• _Entries supplied_:
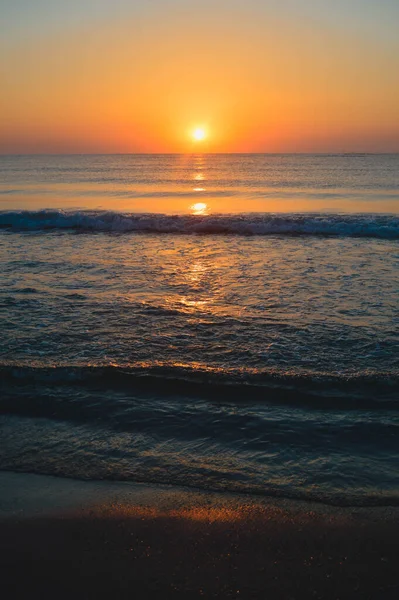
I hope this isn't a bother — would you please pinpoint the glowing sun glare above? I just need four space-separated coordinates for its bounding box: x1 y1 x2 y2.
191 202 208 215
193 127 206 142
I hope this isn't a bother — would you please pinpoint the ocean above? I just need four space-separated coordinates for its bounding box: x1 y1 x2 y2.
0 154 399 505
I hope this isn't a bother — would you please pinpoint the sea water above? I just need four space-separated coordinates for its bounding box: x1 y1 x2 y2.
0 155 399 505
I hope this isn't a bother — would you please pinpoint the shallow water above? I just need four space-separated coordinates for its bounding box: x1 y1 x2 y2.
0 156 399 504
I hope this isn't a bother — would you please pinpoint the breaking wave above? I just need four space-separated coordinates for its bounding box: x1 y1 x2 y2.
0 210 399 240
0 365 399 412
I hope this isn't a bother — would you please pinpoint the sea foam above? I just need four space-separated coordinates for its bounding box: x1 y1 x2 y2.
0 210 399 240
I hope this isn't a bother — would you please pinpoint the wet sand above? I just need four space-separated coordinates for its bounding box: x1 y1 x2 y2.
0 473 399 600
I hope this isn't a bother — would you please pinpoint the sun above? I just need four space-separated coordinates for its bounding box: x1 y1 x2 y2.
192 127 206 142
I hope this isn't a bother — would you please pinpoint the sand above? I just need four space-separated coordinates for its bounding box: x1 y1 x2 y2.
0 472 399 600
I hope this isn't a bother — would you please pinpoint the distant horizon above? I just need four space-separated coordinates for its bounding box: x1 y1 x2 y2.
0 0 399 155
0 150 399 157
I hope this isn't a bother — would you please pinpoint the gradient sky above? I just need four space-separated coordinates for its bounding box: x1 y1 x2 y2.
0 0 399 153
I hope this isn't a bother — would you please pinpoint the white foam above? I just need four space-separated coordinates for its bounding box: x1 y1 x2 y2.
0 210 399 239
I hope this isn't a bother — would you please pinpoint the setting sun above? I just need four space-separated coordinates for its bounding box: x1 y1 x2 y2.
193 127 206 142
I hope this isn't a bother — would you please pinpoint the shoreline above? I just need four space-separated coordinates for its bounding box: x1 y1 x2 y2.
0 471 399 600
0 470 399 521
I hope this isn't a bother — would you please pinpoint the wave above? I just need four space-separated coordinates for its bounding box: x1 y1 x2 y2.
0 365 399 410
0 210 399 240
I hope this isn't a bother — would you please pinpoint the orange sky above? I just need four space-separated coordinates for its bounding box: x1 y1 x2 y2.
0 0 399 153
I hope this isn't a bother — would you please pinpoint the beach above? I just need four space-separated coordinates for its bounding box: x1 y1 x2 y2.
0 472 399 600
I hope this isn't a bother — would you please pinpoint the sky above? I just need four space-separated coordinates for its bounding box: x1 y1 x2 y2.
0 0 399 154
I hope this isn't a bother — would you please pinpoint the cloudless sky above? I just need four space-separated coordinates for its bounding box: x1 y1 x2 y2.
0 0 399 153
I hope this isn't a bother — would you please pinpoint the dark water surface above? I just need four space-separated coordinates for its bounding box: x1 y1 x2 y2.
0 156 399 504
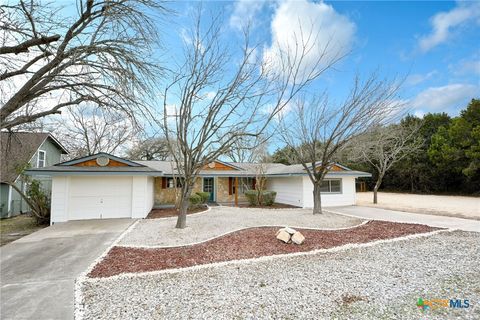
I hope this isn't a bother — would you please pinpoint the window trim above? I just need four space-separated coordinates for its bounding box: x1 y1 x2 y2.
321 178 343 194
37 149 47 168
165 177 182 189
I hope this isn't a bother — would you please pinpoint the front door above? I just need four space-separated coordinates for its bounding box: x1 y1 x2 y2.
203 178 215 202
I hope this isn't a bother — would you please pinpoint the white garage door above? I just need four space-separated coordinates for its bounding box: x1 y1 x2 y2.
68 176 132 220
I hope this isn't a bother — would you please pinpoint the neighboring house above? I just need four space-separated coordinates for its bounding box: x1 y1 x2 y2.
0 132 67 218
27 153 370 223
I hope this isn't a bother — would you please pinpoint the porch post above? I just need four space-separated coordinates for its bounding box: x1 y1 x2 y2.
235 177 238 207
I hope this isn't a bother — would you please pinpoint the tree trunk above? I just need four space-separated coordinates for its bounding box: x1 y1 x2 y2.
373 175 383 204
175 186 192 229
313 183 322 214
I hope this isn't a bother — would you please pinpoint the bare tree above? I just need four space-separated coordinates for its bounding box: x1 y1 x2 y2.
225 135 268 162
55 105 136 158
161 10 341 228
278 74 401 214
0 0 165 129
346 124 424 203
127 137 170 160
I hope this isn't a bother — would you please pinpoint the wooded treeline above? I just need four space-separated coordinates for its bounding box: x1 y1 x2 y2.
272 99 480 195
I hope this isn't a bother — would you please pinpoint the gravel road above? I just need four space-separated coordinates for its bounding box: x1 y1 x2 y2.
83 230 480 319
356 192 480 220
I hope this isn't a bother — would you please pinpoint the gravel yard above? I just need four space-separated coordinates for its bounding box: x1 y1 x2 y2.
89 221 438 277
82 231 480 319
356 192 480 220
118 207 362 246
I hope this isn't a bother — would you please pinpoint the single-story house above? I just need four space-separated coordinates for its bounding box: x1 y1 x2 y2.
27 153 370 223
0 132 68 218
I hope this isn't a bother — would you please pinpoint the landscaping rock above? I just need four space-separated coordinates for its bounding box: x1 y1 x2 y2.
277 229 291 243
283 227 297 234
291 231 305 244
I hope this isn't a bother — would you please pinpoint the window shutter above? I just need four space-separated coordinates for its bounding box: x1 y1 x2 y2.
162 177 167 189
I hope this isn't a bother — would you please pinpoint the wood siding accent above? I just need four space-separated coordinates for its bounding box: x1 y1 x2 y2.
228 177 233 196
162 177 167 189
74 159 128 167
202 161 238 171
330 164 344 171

• _Problem description_: Shift every bounding-box coordinate in the answers up by 44 in the part that opens with the line containing "pinpoint the shoreline" and closes with the line containing "0 470 399 521", both lines included. Write out only that part, with the wording of each entry unchanged.

• _Reply to the exercise_:
I hope this isn't a bother — would you please pinpoint the shoreline above? I just need four space-separated coordinates for its bounding box: x1 y1 x2 y2.
44 515 443 644
44 514 443 565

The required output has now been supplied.